(Dataset records)
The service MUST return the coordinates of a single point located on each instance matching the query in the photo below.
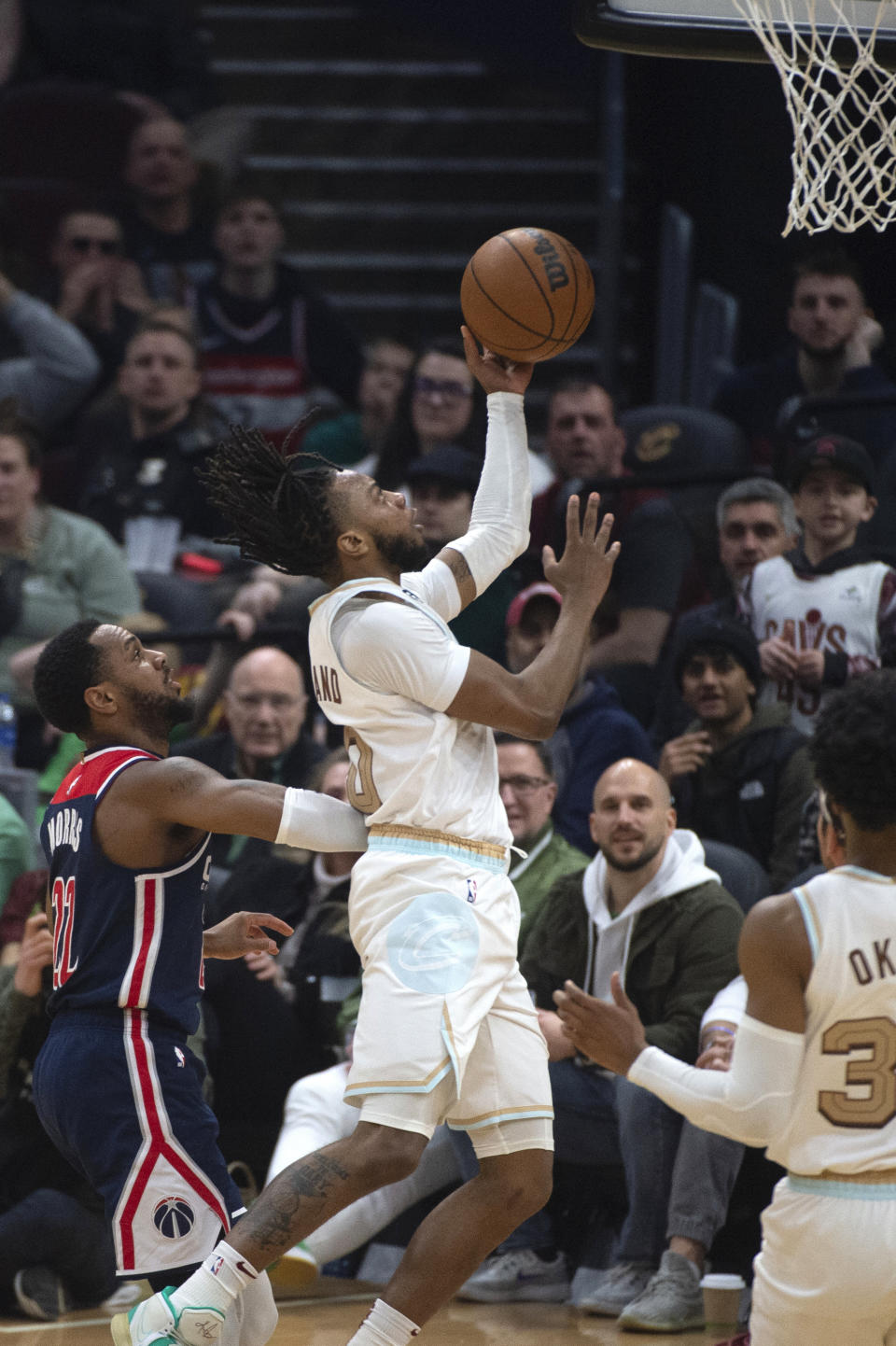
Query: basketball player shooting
(445, 1030)
(127, 841)
(813, 1071)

Problem requirements = Convert every line of the material above into a Markdown table with the columns "Row" and "Line text," skipping blank lines. Leave the pictures out of the answer.

Worked solution =
| Row | Line text |
|---|---|
| 1 | The service MUST return the coordinates of a single point located on each instance matching the query in the photo below. |
| 2 | Query: basketball player shooting |
| 3 | (445, 1030) |
| 4 | (127, 841) |
| 5 | (813, 1071) |